Görev gereksinimleri
Aşağıdaki listede geçen her "planogram cross-check" ifadesini "shelf audit" ile değiştirin ve listenin geri kalanına dokunmadan tamamını yeniden yazın.

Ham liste
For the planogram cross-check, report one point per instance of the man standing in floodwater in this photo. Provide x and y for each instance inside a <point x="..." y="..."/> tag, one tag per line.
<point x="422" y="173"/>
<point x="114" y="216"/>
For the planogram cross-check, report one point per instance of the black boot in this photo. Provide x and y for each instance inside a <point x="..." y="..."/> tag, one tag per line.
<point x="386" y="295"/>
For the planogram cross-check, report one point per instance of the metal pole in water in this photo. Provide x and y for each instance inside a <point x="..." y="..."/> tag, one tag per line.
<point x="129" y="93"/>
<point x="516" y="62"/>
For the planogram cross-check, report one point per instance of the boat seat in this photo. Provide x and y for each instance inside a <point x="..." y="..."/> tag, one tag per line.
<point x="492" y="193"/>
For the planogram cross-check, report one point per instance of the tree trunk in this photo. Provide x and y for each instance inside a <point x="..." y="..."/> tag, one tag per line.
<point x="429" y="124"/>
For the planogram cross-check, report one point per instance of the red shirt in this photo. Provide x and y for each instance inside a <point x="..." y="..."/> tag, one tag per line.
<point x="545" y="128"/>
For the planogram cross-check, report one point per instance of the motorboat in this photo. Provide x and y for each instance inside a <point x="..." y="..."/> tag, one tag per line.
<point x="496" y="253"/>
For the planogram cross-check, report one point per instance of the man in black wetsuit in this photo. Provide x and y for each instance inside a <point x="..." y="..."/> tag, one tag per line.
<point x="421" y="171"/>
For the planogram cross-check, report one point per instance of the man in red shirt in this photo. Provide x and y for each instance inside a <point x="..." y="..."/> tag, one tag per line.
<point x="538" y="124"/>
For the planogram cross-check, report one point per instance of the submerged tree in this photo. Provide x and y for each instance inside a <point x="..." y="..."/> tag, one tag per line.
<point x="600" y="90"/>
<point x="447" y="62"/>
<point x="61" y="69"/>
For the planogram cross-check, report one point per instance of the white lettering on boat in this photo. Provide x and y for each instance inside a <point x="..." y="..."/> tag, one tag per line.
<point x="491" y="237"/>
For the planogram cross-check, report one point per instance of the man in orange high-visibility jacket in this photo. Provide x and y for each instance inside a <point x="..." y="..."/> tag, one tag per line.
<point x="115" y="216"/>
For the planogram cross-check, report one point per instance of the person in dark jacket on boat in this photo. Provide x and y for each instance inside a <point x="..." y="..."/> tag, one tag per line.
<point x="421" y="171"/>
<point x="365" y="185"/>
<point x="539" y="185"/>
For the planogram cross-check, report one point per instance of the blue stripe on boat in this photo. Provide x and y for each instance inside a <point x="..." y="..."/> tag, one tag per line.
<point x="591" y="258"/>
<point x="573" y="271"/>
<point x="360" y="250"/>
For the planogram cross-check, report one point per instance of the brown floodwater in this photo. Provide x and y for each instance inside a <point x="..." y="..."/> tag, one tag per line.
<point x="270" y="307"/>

Alıştırma çözümü
For the shelf audit, report one point per instance of the man standing in floodwater in this photo. Provide x and y for each instance inside a <point x="..." y="..."/> tag, one tag per line.
<point x="422" y="173"/>
<point x="114" y="216"/>
For the shelf audit, report one point per instance of the black boot in this photo. Provide x and y for each instance inside a <point x="..." y="..."/> tag, one tag per line.
<point x="386" y="295"/>
For the shelf audit, report one point per instance of the metal pole in water in this photo. Provide x and y for each instance inside a <point x="..." y="..."/> tag, one tag per line.
<point x="129" y="93"/>
<point x="516" y="62"/>
For the shelf audit, report one point per instance of the boat seat in this photo. Provide x and y for each instance inside a <point x="..." y="..."/> tag, one tag per line.
<point x="492" y="193"/>
For the shelf audit, report one point per instance of the tree trunk in this photo. Provide x and y for each instance inside a <point x="..." y="..."/> tag, one tag per line.
<point x="429" y="124"/>
For the shelf audit, report one point per instance of the red shirt in this photo. Provide x and y for each instance inside a <point x="..." y="..."/> tag, one tag per line.
<point x="545" y="128"/>
For the shelf audit, report one point per instance of the motorboat in this photo. Provide x and y for each instance inside a <point x="..." y="..."/> tag, one tag per line.
<point x="496" y="253"/>
For the shelf audit, report one point per instance of the man in black wetsuit in this photo. Provide x and y for each instance inside a <point x="..." y="..."/> tag, one tag per line.
<point x="421" y="171"/>
For the shelf audit, report one point per instance of the man in red shirt in this photo. Provide x and y for each instance inside a <point x="..." y="..."/> tag, one tag per line.
<point x="538" y="124"/>
For the shelf audit, report one point per instance of the submerged tree in this photo. Provide x and y for each instance inside a <point x="..." y="..."/> tag, one tag per line.
<point x="600" y="90"/>
<point x="447" y="62"/>
<point x="61" y="69"/>
For the shelf audit, report one point per instance of the white lettering on boat in this photo. Provide x and y for each instance inside a <point x="..." y="..."/> tag, one tag per line.
<point x="491" y="237"/>
For the shelf audit, report one point per instance of the man in orange high-visibility jacket in this photo. Provide x and y for each instance inside a <point x="..." y="..."/> tag, one tag per line.
<point x="115" y="216"/>
For the shelf audit, report one point per instance of the person in dark jacket on boat in this photo. Provide x and y for each instance inside a <point x="..." y="..."/> tag, one tag per line.
<point x="421" y="171"/>
<point x="365" y="185"/>
<point x="539" y="185"/>
For the shelf audit, report one point per instance of the blue stripe on boat in this photo. Provide x and y for each instance inside a <point x="..." y="..."/> tag, one tag per line.
<point x="591" y="258"/>
<point x="573" y="271"/>
<point x="360" y="250"/>
For the shelf audit, report one point per instance of the brown floodwater in this photo. Provide x and y for each instance inside a <point x="..." y="..."/> tag, one tag per line.
<point x="270" y="307"/>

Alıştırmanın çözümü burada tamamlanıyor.